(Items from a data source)
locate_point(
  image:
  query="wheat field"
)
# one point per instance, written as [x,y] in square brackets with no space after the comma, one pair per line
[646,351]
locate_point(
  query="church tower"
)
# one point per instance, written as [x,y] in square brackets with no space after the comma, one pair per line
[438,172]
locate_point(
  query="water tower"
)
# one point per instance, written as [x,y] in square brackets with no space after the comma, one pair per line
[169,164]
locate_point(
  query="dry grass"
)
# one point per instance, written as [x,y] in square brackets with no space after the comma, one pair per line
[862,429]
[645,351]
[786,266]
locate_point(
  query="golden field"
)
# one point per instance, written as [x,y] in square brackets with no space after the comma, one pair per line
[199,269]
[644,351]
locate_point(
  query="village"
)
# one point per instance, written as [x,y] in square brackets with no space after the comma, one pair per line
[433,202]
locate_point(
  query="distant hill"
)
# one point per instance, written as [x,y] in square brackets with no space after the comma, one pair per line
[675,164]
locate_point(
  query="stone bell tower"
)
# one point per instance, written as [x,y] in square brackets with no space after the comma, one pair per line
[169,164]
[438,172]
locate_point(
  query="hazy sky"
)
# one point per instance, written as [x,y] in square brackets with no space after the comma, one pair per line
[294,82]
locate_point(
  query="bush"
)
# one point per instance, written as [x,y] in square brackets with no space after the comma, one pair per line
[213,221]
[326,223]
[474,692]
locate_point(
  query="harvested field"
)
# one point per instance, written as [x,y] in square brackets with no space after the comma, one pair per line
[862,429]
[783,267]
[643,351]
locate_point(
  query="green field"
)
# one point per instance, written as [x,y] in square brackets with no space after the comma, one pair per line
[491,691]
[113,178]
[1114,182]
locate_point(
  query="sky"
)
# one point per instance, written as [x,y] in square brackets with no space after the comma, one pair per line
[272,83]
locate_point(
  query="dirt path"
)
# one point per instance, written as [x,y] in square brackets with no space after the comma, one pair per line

-- TASK TO COMPLETE --
Each entry needs to be copied out exactly.

-- SOLUTION TO THE PROBLEM --
locate_point(
  image:
  query="wheat field"
)
# one point per instance, written as [x,y] in square brackets with no space after the comma, one pair per line
[646,351]
locate_point(
  query="church tower"
)
# one point per instance, written as [x,y] in square brackets with no space after the comma, one pair per line
[438,172]
locate_point(
  query="water tower"
)
# one point per instance, written as [x,y] in square brackets with no space after the comma, one pair per line
[169,164]
locate_point(
  query="dry grass"
)
# one point per instance, written as [x,y] in square brackets with no space after the comma, one pair per line
[862,429]
[645,351]
[786,266]
locate_point(
  query="golden field"
)
# one point per instance, written as [x,y] in square brackets with no space after the comma, one pair per line
[199,269]
[644,351]
locate_point(
  query="village"
)
# one point per instance, written as [x,y] in square brackets with no space after the comma, one pair per line
[433,202]
locate_point(
  query="distant hill"
)
# one point per instance, written as [x,y] in square brackets with no space after the comma, one pair per line
[675,164]
locate_point(
  query="stone bell tower"
)
# one point per instance, written as [x,y] in square brackets with no space after the comma, one pair per line
[169,164]
[438,172]
locate_point(
  query="hazy sky"
)
# one point per instance, written as [x,y] in square brackets with no space after the comma, one pair per line
[294,82]
locate_point(
  query="bush"
)
# one point per instance, written as [x,y] in square brackets with no space after the comma, one pair per line
[213,221]
[326,223]
[474,692]
locate_point(
  query="harvested field"
)
# one point per instance, written as [x,y] in square brackets with no space after the comma, one pair per line
[862,429]
[783,267]
[643,351]
locate_point(
  query="green field"
)
# one point per instance, written as [x,y] in square brackets with no space after the comma, one pair per line
[491,691]
[113,178]
[1114,182]
locate_point(
  query="sky"
)
# one point per instance, written as [x,y] in square brackets with no space after the comma, one pair per line
[272,83]
locate_point(
  query="dirt path"
)
# one point per instance, written as [x,y] in square brackets with no space after the comma, one pair per line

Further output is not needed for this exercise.